■ **Data for this task**
========

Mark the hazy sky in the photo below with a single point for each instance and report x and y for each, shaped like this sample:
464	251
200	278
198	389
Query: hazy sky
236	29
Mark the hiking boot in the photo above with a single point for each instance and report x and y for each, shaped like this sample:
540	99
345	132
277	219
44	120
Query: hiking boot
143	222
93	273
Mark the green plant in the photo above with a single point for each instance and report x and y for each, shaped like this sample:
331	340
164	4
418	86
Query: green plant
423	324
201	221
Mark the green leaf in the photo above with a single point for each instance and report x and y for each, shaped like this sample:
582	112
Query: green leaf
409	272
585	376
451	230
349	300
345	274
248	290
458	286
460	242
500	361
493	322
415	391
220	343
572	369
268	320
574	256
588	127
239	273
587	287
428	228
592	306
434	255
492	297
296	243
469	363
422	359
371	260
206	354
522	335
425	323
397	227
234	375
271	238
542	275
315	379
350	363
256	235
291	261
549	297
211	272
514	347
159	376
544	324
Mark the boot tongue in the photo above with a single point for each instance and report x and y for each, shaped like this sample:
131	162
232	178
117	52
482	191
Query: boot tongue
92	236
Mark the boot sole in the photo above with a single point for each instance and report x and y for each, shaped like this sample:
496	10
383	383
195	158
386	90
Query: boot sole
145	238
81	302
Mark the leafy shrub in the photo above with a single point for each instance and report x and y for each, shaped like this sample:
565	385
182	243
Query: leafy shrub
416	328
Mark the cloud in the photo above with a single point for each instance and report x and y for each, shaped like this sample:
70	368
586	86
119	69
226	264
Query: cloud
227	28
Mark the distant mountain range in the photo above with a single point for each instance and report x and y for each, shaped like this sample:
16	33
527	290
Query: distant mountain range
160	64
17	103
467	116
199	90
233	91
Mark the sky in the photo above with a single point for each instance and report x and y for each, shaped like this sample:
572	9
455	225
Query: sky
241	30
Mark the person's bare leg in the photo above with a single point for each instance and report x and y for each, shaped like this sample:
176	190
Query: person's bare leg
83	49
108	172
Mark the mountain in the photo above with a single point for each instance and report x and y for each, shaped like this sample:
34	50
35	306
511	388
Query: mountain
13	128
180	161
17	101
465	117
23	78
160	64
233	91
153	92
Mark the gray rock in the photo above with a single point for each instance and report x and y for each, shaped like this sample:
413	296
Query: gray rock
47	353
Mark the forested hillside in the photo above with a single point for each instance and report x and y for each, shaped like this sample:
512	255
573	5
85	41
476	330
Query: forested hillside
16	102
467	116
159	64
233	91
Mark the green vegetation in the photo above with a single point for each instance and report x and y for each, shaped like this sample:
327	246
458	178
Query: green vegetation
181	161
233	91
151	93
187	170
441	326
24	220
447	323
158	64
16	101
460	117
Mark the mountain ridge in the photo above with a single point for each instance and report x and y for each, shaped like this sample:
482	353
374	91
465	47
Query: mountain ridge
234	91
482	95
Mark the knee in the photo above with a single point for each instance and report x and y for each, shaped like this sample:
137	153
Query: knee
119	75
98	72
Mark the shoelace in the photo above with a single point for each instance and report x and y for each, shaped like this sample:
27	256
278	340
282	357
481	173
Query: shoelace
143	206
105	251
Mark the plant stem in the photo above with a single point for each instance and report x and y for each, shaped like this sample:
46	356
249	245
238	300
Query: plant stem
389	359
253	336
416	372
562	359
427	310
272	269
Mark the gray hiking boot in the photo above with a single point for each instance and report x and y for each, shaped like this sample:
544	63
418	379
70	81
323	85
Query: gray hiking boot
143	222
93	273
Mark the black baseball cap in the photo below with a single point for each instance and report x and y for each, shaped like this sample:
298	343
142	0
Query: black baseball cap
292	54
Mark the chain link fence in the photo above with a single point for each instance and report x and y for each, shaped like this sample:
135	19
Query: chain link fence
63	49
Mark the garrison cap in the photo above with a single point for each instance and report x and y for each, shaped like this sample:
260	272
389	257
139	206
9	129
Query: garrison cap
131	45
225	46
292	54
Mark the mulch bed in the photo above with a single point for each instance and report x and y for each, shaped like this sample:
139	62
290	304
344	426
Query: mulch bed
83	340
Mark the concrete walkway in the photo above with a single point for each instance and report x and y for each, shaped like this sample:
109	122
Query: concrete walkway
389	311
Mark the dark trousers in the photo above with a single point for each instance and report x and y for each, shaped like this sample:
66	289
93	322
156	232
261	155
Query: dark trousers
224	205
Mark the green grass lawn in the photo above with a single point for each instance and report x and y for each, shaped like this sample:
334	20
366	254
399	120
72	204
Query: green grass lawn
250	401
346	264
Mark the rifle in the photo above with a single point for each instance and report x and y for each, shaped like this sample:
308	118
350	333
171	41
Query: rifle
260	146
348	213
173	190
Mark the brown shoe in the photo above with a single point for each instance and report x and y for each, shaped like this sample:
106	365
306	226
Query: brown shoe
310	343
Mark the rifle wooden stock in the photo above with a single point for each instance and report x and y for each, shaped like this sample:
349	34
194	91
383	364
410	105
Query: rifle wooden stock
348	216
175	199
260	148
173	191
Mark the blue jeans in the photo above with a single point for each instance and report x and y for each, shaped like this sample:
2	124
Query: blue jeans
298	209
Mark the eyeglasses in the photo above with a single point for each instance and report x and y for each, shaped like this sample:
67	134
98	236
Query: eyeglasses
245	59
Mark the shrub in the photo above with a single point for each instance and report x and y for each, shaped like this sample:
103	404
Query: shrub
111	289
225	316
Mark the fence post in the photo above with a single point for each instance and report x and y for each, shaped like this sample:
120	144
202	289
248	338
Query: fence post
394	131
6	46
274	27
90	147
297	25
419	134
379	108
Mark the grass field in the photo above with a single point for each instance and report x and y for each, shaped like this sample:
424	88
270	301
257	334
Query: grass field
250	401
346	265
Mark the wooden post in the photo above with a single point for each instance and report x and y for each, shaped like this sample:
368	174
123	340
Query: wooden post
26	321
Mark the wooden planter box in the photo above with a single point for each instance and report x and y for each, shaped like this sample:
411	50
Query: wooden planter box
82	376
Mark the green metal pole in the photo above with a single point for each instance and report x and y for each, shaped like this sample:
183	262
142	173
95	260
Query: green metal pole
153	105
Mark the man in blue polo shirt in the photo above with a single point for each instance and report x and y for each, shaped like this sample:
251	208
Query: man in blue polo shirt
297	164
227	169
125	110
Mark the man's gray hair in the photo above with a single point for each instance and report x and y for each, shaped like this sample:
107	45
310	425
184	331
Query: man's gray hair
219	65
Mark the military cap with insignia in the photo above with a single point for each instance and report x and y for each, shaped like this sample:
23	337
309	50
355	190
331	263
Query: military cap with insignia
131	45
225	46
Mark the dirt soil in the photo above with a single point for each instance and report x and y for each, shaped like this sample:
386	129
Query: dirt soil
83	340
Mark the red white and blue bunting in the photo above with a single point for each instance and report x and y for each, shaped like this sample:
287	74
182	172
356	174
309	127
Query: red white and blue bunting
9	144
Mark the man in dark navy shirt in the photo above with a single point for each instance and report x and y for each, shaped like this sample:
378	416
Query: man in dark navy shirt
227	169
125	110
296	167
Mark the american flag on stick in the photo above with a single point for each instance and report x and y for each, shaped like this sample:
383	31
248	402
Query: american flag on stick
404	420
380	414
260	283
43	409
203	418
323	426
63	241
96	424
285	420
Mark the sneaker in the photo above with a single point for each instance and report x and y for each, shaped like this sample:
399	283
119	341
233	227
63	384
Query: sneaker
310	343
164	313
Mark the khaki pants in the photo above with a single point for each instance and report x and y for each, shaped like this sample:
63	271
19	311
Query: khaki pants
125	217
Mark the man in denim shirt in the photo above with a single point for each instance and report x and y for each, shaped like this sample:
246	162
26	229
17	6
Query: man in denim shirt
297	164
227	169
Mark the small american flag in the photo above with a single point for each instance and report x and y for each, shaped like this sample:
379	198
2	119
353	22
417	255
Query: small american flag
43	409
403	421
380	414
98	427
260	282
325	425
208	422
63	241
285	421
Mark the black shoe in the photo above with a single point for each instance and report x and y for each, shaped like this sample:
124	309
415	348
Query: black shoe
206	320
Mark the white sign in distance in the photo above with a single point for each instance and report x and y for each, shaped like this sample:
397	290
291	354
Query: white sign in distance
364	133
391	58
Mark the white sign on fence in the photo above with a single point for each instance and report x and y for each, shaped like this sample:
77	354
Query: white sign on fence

========

■ **What you should do**
Find the line containing "Mark the man in dark" in the material above. Print it and every line after it through the end, exactly and only those.

■ **Exercise result**
Mark the man in dark navy shirt in the photo above with a single point for each instance and report x and y for each, shaped like this sample:
378	416
Query: man in dark navy shirt
227	169
125	110
296	167
Mark the american flag on stick in the photo above with a single point for each instance and report x and y for each, shaped like this sample:
383	31
248	402
Query: american flag on stick
404	420
380	414
260	283
43	409
203	418
323	426
63	241
96	424
285	420
Mark the sneaker in the photo above with a single point for each instance and report x and y for each, shaped like this sample:
399	283
119	341
233	227
63	384
Query: sneaker
310	343
164	313
Mark the khaki pants in the photo above with a single point for each instance and report x and y for each, shaped like this sample:
63	271
19	311
Query: khaki pants
125	217
Mark the man in denim shirt in the photo above with a single point for each instance and report x and y for each, shaped like this sample:
246	162
26	229
17	6
Query: man in denim shirt
297	164
227	169
Mark the small american flag in the photo above with a single point for each instance and report x and y for each, shaped like this sample:
379	198
2	119
353	22
417	255
Query: small american flag
43	409
403	421
380	414
98	427
260	282
325	425
208	422
63	241
285	421
Mark the black shoe in the photo above with a single point for each instance and report x and y for each, shaped like this sample:
124	309
415	348
Query: black shoe
206	320
Mark the white sign in distance in the photo above with a single point for each instance and report x and y for each, shaped like this sample:
397	290
291	354
Query: white sign in distance
364	133
391	58
Mark the white sign on fence in the photo above with a single point for each instance and report x and y for each, shaped like this sample:
77	354
Query: white sign on fence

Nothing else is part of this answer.